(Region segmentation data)
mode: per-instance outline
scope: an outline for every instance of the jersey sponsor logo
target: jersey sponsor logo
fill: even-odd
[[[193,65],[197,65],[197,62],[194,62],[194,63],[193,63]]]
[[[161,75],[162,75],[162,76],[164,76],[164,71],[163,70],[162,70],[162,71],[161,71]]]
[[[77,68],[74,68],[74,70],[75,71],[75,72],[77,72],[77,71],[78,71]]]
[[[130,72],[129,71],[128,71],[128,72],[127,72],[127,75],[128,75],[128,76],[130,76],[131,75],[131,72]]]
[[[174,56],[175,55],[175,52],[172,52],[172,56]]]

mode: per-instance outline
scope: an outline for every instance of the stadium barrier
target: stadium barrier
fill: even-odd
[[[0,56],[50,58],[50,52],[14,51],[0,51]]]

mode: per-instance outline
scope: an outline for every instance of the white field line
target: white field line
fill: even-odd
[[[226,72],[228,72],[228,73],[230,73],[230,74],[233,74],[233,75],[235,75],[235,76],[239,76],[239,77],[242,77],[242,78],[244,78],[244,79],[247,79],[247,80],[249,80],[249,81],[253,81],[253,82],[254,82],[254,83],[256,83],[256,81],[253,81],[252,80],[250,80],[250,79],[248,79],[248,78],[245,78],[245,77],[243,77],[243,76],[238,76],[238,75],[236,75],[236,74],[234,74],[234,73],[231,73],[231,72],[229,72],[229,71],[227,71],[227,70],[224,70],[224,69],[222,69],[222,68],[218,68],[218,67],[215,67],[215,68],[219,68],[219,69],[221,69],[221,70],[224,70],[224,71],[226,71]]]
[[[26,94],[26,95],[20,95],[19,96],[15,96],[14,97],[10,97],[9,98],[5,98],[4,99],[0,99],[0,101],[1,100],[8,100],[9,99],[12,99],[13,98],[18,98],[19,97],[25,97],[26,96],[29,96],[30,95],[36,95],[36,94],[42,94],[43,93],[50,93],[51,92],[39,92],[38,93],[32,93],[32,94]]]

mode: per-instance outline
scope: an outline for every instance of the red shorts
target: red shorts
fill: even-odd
--
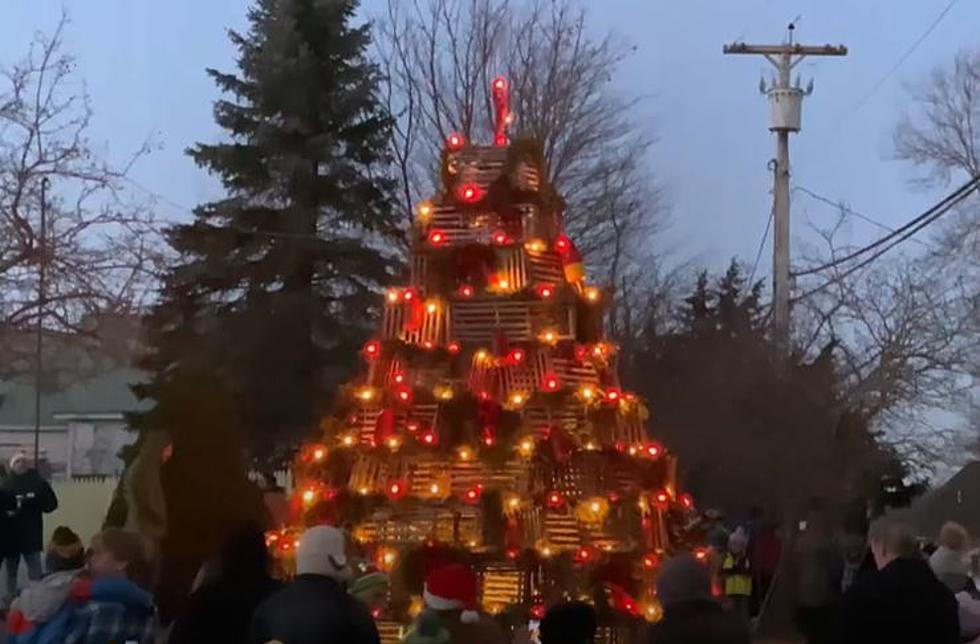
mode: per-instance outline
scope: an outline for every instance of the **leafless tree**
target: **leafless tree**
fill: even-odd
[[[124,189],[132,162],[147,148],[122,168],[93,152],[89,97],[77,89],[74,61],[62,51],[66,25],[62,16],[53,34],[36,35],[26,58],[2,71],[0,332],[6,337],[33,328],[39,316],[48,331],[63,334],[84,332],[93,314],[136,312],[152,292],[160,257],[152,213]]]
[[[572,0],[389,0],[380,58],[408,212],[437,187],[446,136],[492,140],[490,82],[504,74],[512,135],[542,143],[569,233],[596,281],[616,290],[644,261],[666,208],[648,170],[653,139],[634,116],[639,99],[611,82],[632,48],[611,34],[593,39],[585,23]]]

### What the exercise asks
Report each line of the material above that contains the word "every".

### Result of this task
scope: an outline for every instance of the jersey sponsor logo
scope: an outline for every instance of the stadium barrier
scope: an outline for every instance of the white field line
scope: an outline for every instance of the red shorts
scope: an outline for every instance of the **leafless tree**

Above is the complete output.